> _Excerpted passage_:
┏━━
Parameter tuning is to tweak the algorithm's settings, it's an important step when building machine learning models. Depending on the situation and your goal, you might want to tune the paramters into different values, and that makes the classifier behave differently. A common mistake you can make when you don't do it well is overfitting, overfitting makes the classifier overly sensitive. An overfitted model will try to correctly label all the training data points, but sometimes the data point might be just an exception case, we don't have to be such sensitive. So an overfitted model will have high accuracy score on training dataset, low score on the testing dataset. If you tune the sensitivity in a wrong way, it happens to be overfitting.

Tuning My Model

I tuned LinearSVC by hand, by trying out different values and observing how the performance varied according to validation and evaluation. I found out that with C=1.3, the classifier gives the best performance, with precision and recall of 0.99 and 0.52.
┗━━
> _Dataset section_:
┏━━
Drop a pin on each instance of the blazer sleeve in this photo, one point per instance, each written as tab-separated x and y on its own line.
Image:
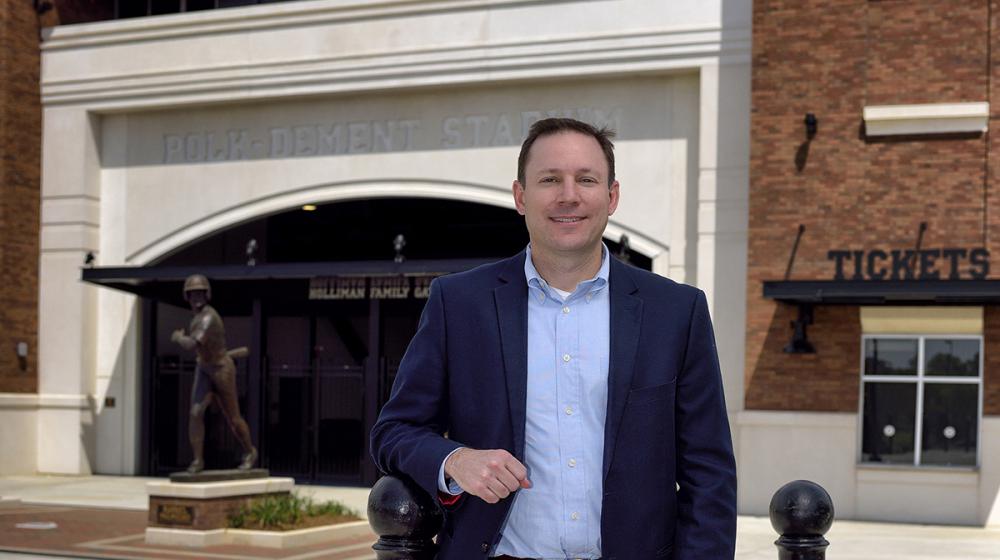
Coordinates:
┗━━
In the parameter-tuning text, rewrite everything from "Parameter tuning is" down to "to be overfitting.", changing "Parameter tuning" to "Hyperparameter tuning".

> _Problem solution_:
Hyperparameter tuning is to tweak the algorithm's settings, it's an important step when building machine learning models. Depending on the situation and your goal, you might want to tune the paramters into different values, and that makes the classifier behave differently. A common mistake you can make when you don't do it well is overfitting, overfitting makes the classifier overly sensitive. An overfitted model will try to correctly label all the training data points, but sometimes the data point might be just an exception case, we don't have to be such sensitive. So an overfitted model will have high accuracy score on training dataset, low score on the testing dataset. If you tune the sensitivity in a wrong way, it happens to be overfitting.